* BEGIN EXTRACTED INFORMATION *

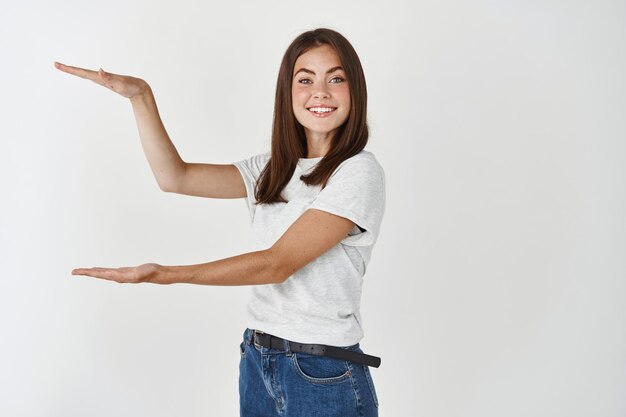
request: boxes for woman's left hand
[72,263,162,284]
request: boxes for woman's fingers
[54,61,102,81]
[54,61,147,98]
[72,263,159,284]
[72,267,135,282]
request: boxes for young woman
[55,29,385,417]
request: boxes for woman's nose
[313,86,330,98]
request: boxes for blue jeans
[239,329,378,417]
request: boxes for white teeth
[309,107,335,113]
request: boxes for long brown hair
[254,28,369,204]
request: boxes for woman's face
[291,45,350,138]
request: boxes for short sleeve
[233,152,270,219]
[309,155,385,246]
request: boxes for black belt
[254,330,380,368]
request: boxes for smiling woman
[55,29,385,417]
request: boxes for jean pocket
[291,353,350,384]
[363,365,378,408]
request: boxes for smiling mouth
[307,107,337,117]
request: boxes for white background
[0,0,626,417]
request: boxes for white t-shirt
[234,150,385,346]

* END EXTRACTED INFORMATION *
* BEGIN EXTRACTED INFORMATION *

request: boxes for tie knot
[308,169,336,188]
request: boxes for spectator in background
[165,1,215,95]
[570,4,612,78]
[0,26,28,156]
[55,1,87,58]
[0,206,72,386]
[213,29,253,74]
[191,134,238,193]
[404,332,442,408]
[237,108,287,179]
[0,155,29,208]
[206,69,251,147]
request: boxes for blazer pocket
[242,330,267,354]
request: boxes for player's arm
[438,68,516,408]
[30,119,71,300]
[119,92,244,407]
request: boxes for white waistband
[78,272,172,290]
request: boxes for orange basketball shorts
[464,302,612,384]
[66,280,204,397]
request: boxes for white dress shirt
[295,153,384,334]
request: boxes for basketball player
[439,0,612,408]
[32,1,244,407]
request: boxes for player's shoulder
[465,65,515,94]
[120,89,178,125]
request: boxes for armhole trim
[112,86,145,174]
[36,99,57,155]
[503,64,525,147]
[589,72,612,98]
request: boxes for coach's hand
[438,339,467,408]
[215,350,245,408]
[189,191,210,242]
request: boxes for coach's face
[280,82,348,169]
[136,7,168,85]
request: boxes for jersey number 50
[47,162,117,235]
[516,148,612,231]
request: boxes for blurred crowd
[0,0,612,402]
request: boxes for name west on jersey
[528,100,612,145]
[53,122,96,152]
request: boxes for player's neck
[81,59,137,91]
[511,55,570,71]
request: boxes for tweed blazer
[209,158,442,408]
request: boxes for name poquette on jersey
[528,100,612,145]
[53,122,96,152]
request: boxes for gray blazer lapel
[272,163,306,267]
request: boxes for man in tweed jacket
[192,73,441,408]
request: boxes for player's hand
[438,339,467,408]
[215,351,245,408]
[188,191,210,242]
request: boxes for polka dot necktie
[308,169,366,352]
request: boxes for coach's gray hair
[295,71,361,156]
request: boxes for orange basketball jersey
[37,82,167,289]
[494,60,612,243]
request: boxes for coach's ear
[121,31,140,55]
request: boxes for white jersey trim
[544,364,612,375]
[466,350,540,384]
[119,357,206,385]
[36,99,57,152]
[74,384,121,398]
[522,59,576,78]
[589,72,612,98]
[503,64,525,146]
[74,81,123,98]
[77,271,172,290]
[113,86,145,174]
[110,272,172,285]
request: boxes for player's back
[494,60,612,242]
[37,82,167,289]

* END EXTRACTED INFORMATION *

## SET PROBLEM
Retype the listing between the lines containing "request: boxes for woman's left hand" and "[254,28,369,204]", inclusive, reproducing each line precisely.

## ANSWER TO THIS PROBLEM
request: boxes for woman's left hand
[72,263,162,284]
request: boxes for woman's fingers
[54,61,102,81]
[54,61,147,98]
[72,263,159,284]
[72,267,135,282]
request: boxes for young woman
[55,29,385,417]
request: boxes for woman's nose
[313,86,330,98]
request: boxes for blue jeans
[239,329,378,417]
request: boxes for white teeth
[309,107,335,113]
request: boxes for long brown hair
[254,28,369,204]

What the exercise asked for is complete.